Based on the Gutenburg website, the most popular book is “Romeo and Juliet”. We will run sentimental analysis on the most popular book.
We need to find the id number of the book to download the text into our R. The ‘gutenberg_works’ function a table of Gutenburg metadata. Use the ‘filter’ function to filter only information related to “Romeo and Juliet”. Use ‘gutenberg_download()’ function to download the text.
library(gutenbergr)
library(DT)
gutenberg_works() %>%
filter(title == "Romeo and Juliet")
## # A tibble: 1 × 8
## gutenberg_id title author guten…¹ langu…² guten…³ rights has_t…⁴
## <int> <chr> <chr> <int> <chr> <chr> <chr> <lgl>
## 1 1513 Romeo and Juliet Shakespe… 65 en <NA> Publi… TRUE
## # … with abbreviated variable names ¹gutenberg_author_id, ²language,
## # ³gutenberg_bookshelf, ⁴has_text
romeo_and_juliet <- gutenberg_download(1513)
knitr::kable(head(romeo_and_juliet, 50), caption = "This table contain the first 50 lines of 'Romeo and Juliet'.")
gutenberg_id | text |
---|---|
1513 | THE TRAGEDY OF ROMEO AND JULIET |
1513 | |
1513 | |
1513 | |
1513 | by William Shakespeare |
1513 | |
1513 | |
1513 | Contents |
1513 | |
1513 | THE PROLOGUE. |
1513 | |
1513 | ACT I |
1513 | Scene I. A public place. |
1513 | Scene II. A Street. |
1513 | Scene III. Room in Capulet’s House. |
1513 | Scene IV. A Street. |
1513 | Scene V. A Hall in Capulet’s House. |
1513 | |
1513 | |
1513 | ACT II |
1513 | CHORUS. |
1513 | Scene I. An open place adjoining Capulet’s Garden. |
1513 | Scene II. Capulet’s Garden. |
1513 | Scene III. Friar Lawrence’s Cell. |
1513 | Scene IV. A Street. |
1513 | Scene V. Capulet’s Garden. |
1513 | Scene VI. Friar Lawrence’s Cell. |
1513 | |
1513 | |
1513 | ACT III |
1513 | Scene I. A public Place. |
1513 | Scene II. A Room in Capulet’s House. |
1513 | Scene III. Friar Lawrence’s cell. |
1513 | Scene IV. A Room in Capulet’s House. |
1513 | Scene V. An open Gallery to Juliet’s Chamber, overlooking the Garden. |
1513 | |
1513 | |
1513 | ACT IV |
1513 | Scene I. Friar Lawrence’s Cell. |
1513 | Scene II. Hall in Capulet’s House. |
1513 | Scene III. Juliet’s Chamber. |
1513 | Scene IV. Hall in Capulet’s House. |
1513 | Scene V. Juliet’s Chamber; Juliet on the bed. |
1513 | |
1513 | |
1513 | ACT V |
1513 | Scene I. Mantua. A Street. |
1513 | Scene II. Friar Lawrence’s Cell. |
1513 | Scene III. A churchyard; in it a Monument belonging to the Capulets. |
1513 |
In order to run our sentimental analysis, we need the text as one-token-per-row format by using the ‘unnest_tokens’ function in the ‘tidytext’ package.

## Extracted material
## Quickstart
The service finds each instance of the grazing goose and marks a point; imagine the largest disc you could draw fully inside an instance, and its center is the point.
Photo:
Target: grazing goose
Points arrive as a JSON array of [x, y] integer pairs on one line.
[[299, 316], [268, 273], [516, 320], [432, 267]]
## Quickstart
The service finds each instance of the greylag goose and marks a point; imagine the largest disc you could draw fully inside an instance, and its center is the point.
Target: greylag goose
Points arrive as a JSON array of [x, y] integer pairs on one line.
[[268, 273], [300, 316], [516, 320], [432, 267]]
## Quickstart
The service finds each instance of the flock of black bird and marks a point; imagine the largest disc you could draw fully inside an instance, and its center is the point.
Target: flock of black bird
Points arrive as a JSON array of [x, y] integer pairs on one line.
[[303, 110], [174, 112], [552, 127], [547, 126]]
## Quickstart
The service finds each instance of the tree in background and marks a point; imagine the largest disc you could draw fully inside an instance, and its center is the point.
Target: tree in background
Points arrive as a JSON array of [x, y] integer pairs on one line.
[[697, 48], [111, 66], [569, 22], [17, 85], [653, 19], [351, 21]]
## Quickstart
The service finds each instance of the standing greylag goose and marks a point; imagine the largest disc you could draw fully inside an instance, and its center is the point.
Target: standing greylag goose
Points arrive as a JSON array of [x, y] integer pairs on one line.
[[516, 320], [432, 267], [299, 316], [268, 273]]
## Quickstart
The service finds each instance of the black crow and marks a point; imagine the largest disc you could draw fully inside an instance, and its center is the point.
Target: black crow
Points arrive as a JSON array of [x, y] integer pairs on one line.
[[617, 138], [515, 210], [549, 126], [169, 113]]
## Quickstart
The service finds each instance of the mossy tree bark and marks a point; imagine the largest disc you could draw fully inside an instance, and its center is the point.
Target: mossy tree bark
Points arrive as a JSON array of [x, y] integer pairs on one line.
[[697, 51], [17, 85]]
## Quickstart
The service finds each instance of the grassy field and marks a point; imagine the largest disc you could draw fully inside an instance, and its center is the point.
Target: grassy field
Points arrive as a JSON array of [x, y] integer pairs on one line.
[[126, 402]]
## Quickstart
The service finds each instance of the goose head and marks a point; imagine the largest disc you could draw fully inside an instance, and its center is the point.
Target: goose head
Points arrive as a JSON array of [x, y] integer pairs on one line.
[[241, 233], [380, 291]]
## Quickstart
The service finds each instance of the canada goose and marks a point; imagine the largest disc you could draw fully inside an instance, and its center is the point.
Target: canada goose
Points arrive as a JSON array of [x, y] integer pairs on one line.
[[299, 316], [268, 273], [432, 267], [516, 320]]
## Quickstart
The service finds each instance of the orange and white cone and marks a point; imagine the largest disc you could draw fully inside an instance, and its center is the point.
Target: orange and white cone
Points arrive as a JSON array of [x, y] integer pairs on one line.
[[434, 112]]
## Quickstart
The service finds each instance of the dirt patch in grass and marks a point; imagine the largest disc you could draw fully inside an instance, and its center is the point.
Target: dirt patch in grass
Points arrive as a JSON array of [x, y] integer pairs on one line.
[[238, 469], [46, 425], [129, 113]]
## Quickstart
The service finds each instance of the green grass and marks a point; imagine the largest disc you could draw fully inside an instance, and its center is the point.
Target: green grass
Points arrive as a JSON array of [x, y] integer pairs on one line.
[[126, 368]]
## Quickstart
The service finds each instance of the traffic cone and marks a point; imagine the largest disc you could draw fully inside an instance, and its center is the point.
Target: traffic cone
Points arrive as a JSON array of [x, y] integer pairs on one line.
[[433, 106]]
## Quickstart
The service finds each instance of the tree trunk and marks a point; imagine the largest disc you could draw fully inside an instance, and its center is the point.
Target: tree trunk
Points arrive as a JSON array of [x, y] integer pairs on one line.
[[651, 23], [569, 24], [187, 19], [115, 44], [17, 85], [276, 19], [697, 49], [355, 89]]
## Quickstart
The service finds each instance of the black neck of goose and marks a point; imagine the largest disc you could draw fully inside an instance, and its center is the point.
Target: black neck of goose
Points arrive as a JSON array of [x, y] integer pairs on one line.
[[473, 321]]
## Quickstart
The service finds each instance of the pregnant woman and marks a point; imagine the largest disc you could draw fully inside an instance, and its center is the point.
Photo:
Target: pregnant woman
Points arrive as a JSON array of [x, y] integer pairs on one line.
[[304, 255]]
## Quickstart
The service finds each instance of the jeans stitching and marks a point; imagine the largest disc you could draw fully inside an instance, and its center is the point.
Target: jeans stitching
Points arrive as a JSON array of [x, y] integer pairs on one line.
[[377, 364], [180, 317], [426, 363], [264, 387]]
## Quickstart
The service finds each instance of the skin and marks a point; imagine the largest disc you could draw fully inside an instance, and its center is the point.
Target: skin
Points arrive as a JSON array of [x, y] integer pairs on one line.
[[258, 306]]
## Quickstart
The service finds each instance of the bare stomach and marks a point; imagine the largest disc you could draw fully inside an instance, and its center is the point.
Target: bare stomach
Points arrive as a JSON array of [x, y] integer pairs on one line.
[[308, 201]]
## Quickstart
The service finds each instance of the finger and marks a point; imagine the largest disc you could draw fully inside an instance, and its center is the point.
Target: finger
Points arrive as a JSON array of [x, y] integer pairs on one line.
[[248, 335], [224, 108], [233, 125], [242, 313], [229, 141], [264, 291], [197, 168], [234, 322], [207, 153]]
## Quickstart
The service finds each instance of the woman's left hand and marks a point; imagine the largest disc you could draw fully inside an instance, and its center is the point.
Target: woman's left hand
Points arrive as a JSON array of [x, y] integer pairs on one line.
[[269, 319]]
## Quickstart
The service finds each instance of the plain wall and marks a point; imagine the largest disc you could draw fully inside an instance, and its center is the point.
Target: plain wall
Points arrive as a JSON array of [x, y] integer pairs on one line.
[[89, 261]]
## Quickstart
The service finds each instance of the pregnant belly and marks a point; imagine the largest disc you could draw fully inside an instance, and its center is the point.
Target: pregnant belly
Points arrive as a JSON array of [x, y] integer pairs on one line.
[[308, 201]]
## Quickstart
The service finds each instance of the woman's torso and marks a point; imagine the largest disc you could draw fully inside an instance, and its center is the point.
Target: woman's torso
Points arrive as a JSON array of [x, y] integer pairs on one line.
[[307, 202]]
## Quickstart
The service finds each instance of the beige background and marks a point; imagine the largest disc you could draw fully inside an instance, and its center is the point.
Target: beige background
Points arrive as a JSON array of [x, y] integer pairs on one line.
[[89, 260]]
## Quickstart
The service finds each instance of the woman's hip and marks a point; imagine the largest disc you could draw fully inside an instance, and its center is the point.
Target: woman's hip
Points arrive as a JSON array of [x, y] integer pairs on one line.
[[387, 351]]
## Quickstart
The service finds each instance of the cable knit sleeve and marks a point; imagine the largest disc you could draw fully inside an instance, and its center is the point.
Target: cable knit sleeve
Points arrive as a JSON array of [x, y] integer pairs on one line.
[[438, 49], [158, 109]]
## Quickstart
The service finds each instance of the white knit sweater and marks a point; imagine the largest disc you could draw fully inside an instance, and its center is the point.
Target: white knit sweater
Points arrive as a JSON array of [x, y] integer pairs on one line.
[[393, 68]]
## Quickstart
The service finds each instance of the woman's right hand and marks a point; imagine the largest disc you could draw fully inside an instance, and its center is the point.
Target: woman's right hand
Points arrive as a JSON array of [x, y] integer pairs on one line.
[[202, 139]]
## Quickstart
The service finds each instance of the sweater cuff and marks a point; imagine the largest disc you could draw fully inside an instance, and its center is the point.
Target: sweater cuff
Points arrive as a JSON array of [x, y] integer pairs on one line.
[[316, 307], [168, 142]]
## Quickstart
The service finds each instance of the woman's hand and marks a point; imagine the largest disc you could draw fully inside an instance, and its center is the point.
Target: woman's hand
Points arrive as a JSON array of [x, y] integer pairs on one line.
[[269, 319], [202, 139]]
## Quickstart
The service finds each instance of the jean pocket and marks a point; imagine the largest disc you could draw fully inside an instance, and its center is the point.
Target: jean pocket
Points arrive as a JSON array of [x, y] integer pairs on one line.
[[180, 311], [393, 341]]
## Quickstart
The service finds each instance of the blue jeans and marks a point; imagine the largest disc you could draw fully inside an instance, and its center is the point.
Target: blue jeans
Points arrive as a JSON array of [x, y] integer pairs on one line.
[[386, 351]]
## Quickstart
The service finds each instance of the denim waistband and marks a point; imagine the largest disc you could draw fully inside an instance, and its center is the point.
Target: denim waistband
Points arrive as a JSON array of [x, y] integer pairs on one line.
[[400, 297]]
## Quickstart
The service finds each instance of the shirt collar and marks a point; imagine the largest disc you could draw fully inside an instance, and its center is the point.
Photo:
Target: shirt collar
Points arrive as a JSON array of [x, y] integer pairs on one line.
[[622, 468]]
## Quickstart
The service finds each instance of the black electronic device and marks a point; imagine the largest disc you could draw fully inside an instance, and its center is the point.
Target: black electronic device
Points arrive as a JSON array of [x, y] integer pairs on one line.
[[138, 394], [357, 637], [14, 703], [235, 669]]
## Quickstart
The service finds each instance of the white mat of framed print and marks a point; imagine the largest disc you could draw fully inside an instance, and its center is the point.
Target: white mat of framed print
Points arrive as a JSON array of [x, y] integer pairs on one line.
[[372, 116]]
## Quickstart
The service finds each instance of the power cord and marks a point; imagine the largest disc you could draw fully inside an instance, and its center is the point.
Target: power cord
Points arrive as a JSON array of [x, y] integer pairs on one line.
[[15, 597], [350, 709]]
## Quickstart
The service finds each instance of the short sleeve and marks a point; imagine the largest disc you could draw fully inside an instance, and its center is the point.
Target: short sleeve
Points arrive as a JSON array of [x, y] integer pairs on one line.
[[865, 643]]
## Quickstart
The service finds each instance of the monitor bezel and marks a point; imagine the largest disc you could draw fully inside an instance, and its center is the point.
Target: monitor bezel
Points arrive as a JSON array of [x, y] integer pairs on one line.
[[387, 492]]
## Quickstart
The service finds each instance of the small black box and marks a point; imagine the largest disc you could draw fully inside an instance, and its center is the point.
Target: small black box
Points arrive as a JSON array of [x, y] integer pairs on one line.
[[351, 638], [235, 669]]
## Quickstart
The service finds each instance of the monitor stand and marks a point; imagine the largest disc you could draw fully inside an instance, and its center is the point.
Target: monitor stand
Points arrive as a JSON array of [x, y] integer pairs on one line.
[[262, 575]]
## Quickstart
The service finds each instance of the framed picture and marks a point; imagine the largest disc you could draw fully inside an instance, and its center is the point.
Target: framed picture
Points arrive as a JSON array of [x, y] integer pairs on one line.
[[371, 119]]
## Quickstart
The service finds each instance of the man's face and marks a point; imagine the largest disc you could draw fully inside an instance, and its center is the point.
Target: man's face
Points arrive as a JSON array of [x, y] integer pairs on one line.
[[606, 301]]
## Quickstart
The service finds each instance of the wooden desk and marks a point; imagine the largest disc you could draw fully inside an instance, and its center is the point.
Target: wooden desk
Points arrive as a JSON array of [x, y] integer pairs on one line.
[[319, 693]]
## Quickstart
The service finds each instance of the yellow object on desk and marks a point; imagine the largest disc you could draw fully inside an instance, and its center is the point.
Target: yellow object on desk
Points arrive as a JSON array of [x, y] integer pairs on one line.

## Problem 1
Can you reproduce the Romeo and Juliet tutorial word for word between "gutenberg_works() %>%" and "romeo_and_juliet <- gutenberg_download(1513)", inclusive?
## Problem 2
Using the Romeo and Juliet tutorial, what are the answers to these questions?
(a) Which book does it call the most popular?
(b) What ID number is passed to gutenberg_download() to get the book?
(c) Which function, from which package, puts the text into one-token-per-row format?

## Task result 1
gutenberg_works() %>%
filter(title == "Romeo and Juliet")
## # A tibble: 1 × 8
## gutenberg_id title author guten…¹ langu…² guten…³ rights has_t…⁴
## <int> <chr> <chr> <int> <chr> <chr> <chr> <lgl>
## 1 1513 Romeo and Juliet Shakespe… 65 en <NA> Publi… TRUE
## # … with abbreviated variable names ¹gutenberg_author_id, ²language,
## # ³gutenberg_bookshelf, ⁴has_text
romeo_and_juliet <- gutenberg_download(1513)

## Task result 2
(a) "Romeo and Juliet"
(b) 1513
(c) The 'unnest_tokens' function from the 'tidytext' package